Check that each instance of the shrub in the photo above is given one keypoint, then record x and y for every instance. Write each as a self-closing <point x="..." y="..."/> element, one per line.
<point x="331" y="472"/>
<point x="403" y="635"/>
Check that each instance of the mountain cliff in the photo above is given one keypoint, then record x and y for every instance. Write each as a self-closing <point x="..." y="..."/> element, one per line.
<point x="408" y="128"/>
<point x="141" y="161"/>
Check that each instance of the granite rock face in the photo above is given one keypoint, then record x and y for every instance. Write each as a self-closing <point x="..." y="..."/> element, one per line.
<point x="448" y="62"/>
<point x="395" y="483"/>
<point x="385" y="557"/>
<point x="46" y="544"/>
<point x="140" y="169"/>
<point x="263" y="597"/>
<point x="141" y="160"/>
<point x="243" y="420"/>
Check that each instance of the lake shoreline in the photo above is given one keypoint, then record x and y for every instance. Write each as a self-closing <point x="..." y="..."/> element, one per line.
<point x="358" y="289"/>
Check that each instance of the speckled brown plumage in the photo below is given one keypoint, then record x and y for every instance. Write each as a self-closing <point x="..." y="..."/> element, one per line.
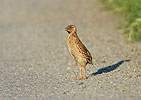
<point x="77" y="49"/>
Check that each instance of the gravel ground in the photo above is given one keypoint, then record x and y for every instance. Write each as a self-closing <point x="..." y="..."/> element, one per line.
--------
Task instructions: Please turn all of the data above into a numbered list, leaving out blank lines and pictures.

Answer for this exercise:
1. Check that each instance of the shrub in the photo above is given one keypoint, then record x and y for every instance. Write each as a self-closing <point x="..." y="..."/> element, one per line.
2. <point x="331" y="472"/>
3. <point x="403" y="635"/>
4. Check that each instance of the mountain cliff in the photo above is given one keypoint, then record x and y for every instance. Write each as a self-closing <point x="..." y="..."/> element, one per line.
5. <point x="408" y="128"/>
6. <point x="141" y="161"/>
7. Check that each instance of the granite rock face in the photo above is given one keypoint, then record x and y for every instance. Write each as a self-closing <point x="..." y="..."/> element, one per line.
8. <point x="448" y="62"/>
9. <point x="395" y="483"/>
10. <point x="385" y="557"/>
11. <point x="46" y="544"/>
12. <point x="140" y="169"/>
13. <point x="263" y="597"/>
14. <point x="141" y="160"/>
15. <point x="243" y="420"/>
16. Check that each instance of the lake shoreline in the photo above is given one keypoint, then record x and y for every instance. Write each as a self-closing <point x="..." y="..."/> element, one per line.
17. <point x="358" y="289"/>
18. Check that each instance of the speckled brown plumage in the photo below is given one keypoint, then record x and y for every instance. Write each as a self-closing <point x="..." y="..."/> element, one per line.
19. <point x="77" y="49"/>
20. Check that each instance of the gravel ground in the photo above is given one keypoint, then record x and y for every instance. Write each as a self-closing <point x="..." y="..."/> element, one per line.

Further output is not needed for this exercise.